Text shown:
7. SUMMARY AND CONCLUSIONS
This research has examined the theory, prediction power and relevance of Fitts' law, citing its limitations and suggesting improvements. Three experiments were conducted to test the improvements and to explore the model's performance under different device and task conditions.
The research hypotheses are summarized below, followed by a brief statement of the outcome. The major findings are expanded on in the concluding remarks which follow.H1: Correlation between MT and ID is independent of model (Fitts, Welford, or Shannon) for index of difficulty.
REJECTED. There is substantial evidence that the formulations differ. In particular, the Shannon formulation performs significantly better than the Fitts formulation (when tasks with ID < 3 bits are included).
H2: Correlation between MT and ID is the same using ID calculated from the effective target width (in 1-D or 2-D) rather than the specified target width.
H3: MT is independent of approach angle.
H5: Correlation between MT and ID is independent of several methods of calculating W in the index of difficulty.
H6: Movement time is independent of device or task.
H9: Point-drag-select tasks can be modeled as two separate Fitts' law tasks.
The Shannon formulation for the index of difficulty (ID = log2(A / W + 1)) was introduced accompanied by the claim that it is both theoretically and empirically superior to Fitts' formulation. Theoretical benefits were cited on the basis that the new formulation is a direct copy of Shannon's Theorem 17, substituting target amplitude for signal power and target width for noise power. This is the analogy that Fitts intended; however, his formulation was based on an approximation of Shannon's theorem – an approximation useful only when the signal-to-noise ratio is high. The analogous amplitude-to-width ratio turns out to be quite small in many movement tasks, however.
Three empirical tests were undertaken to compare the prediction power of the Fitts, Welford, and Shannon formulations. The first was a re-analysis of the four data sets in Fitts' (1954) original publication. The MT-ID correlation was higher using the Shannon formulation vs. the Fitts formulation in all four instances, with statistical significance in the difference appearing twice. The data sets not yielding a significant difference were unique in two ways: First, the tasks were highly feedback regulated without the potential for errors; and second, the "easy" tasks did not have sufficiently low amplitude-to-width ratios to distinguish the two formulations. (The Welford formulation consistently yielded correlations between those for the Fitts and Shannon formulations; therefore, comparisons were reported only between the latter two formulations.)

Collected material:
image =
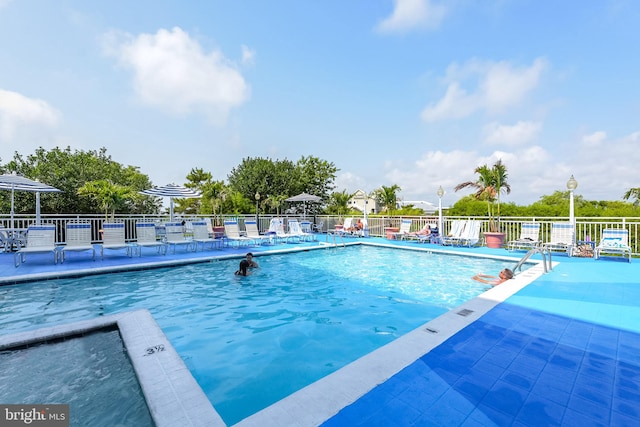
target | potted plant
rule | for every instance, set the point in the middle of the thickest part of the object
(490, 183)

Stated problem: Please reproduce the passage of the Fitts' law summary from "H3: MT is independent" to "device or task.", word for word.

The output:
H3: MT is independent of approach angle.
H5: Correlation between MT and ID is independent of several methods of calculating W in the index of difficulty.
H6: Movement time is independent of device or task.